* Istruzioni
- a) Riassumi in due frasi l'estratto sulla divisione dei cattolici negli Stati Uniti.
- b) Rispondi alle seguenti domande basandoti sull'estratto sulla divisione dei cattolici negli Stati Uniti.
(i) Che cosa doveva assicurare Kennedy a tutti i cittadini?
(ii) A quale partito appartengono tutti i mormoni a Capitol Hill?
(iii) Dopo quale periodo, in particolare, la divisione tra i cattolici è risultata tutt'altro che pacifica?
- c) Elenca tutti i gruppi religiosi nominati nell'estratto sulla divisione dei cattolici negli Stati Uniti.

━━ Estratto fornito ━━

Il problema di Kennedy era di assicurare a tutti i cittadini che la sua fede cattolica non avrebbe mai intaccato la sua fedeltà all’America. Quello di Biden è invece di ricomporre una nazione profondamente divisa, nella quale la stessa Chiesa cattolica è spaccata a metà, a tutti i livelli: nella gerarchia, tra i fedeli, tra gli elettori, tra gli eletti al congresso e al senato.
Nel grafico del Pew Research Center sopra riprodotto, si può notare che tra i protestanti, a Capitol Hill, i repubblicani sono molto più numerosi dei democratici; che tra gli ebrei i democratici prevalgono in modo schiacciante; che i mormoni sono tutti repubblicani; che gli appartenenti alle religioni non giudeocristiane sono tutti democratici. O di qui, o di là.
I cattolici, invece, sono i più divisi tra i due campi, sia pure con una prevalenza dei democratici sui repubblicani. E si sa che è una divisione tutt’altro che pacifica, specie dopo i quattro anni di presidenza di Donald Trump.
Un altro dato messo in evidenza dal grafico è che gli attuali componenti del congresso e del senato appaiono molto più “religiosi” di quanto lo siano i cittadini degli Stati Uniti nel loro insieme.

━━━
━━ Dati forniti ━━

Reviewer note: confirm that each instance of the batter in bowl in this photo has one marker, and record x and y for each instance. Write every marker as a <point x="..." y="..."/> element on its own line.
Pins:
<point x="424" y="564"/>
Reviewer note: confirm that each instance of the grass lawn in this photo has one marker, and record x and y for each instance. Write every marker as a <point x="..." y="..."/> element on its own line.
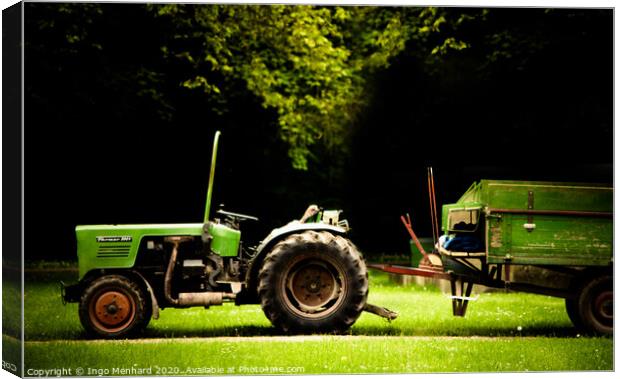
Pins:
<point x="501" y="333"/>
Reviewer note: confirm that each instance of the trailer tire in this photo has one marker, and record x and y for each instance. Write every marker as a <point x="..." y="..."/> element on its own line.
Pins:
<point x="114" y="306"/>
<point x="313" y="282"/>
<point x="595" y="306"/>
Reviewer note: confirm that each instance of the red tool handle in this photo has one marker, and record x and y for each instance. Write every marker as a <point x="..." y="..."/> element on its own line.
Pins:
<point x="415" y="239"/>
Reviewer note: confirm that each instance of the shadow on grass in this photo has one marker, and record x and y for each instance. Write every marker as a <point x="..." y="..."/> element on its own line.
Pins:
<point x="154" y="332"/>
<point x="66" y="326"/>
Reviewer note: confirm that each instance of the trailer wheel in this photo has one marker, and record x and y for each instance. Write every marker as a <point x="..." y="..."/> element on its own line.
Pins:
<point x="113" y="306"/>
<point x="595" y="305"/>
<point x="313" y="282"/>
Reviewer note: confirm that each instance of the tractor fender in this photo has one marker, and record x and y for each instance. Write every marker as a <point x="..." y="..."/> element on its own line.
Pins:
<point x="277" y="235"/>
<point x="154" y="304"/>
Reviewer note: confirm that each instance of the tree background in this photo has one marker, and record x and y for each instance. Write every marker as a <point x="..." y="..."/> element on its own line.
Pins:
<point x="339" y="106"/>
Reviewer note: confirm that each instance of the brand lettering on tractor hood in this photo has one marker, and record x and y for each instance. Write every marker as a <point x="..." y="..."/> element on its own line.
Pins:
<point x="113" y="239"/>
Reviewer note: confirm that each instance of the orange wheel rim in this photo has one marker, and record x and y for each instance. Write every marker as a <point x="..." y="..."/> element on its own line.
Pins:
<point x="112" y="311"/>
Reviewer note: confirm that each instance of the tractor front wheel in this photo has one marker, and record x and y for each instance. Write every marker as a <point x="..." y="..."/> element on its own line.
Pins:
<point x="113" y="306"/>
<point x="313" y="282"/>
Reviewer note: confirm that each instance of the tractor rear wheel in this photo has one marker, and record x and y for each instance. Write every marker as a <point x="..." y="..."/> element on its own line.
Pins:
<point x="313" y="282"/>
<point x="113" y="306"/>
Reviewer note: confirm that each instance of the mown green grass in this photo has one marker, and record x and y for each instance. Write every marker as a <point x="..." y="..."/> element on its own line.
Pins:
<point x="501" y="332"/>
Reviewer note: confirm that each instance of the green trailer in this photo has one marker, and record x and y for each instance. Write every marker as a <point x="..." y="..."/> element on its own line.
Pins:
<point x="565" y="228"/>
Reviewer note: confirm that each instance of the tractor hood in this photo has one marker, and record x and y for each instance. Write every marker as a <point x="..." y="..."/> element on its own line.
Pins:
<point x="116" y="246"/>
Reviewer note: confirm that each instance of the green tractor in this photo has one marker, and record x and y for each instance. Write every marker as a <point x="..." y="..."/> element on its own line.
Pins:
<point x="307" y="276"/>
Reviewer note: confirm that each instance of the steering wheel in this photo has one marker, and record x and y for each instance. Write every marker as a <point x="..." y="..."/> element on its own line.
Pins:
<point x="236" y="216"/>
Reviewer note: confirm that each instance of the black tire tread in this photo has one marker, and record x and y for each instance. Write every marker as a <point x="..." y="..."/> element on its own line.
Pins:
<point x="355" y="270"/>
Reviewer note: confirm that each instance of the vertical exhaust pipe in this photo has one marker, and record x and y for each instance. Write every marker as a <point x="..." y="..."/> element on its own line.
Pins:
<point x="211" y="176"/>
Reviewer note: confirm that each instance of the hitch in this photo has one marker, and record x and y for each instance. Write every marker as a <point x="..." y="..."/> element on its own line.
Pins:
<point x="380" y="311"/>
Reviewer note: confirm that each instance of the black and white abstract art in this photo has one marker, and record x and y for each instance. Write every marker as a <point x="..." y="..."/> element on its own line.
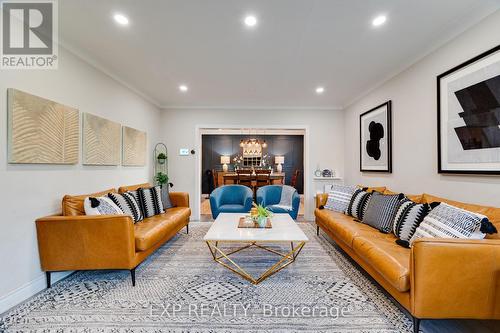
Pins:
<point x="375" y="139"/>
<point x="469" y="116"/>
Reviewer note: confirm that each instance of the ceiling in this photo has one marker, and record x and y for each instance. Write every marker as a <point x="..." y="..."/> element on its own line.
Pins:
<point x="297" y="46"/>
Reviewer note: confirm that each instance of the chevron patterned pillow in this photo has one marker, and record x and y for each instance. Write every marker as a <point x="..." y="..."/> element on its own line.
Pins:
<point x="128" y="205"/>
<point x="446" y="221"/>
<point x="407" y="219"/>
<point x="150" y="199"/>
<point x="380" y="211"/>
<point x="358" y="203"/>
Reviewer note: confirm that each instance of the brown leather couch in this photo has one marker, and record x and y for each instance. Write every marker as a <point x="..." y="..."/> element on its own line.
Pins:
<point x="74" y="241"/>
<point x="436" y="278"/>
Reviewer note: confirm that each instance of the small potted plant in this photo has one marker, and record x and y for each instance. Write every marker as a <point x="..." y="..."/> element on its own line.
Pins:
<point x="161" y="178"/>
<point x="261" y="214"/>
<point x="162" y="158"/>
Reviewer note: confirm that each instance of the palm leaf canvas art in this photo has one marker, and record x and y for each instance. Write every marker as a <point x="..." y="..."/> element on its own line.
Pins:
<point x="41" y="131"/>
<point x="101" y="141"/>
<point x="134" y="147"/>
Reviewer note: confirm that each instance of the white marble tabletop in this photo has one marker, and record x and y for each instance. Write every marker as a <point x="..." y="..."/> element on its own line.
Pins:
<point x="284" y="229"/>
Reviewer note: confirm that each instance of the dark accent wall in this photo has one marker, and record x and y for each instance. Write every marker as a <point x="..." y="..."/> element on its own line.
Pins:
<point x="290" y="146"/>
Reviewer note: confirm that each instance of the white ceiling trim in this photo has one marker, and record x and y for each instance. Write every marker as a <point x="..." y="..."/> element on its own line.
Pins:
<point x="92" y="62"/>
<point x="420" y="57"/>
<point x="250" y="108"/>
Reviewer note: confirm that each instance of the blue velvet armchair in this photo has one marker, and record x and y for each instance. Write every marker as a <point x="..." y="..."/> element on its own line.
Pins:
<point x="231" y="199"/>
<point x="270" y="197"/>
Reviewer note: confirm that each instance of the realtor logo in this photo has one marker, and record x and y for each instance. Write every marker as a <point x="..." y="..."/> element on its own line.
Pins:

━━━

* Soluzioni
- a) Kennedy doveva assicurare ai cittadini che la sua fede cattolica non avrebbe intaccato la sua fedeltà all'America, mentre Biden deve ricomporre una nazione profondamente divisa, in cui anche la Chiesa cattolica è spaccata a metà a tutti i livelli. Il grafico del Pew Research Center mostra che al Congresso i cattolici sono il gruppo più diviso tra i due campi, con una prevalenza dei democratici, e che i membri del Congresso e del Senato appaiono molto più religiosi dei cittadini statunitensi nel loro insieme.

- b)
(i) Kennedy doveva assicurare che la sua fede cattolica non avrebbe mai intaccato la sua fedeltà all'America.
(ii) Tutti i mormoni sono repubblicani.
(iii) La divisione è risultata tutt'altro che pacifica soprattutto dopo i quattro anni di presidenza di Donald Trump.

- c)
- Cattolici
- Protestanti
- Ebrei
- Mormoni
- Appartenenti alle religioni non giudeocristiane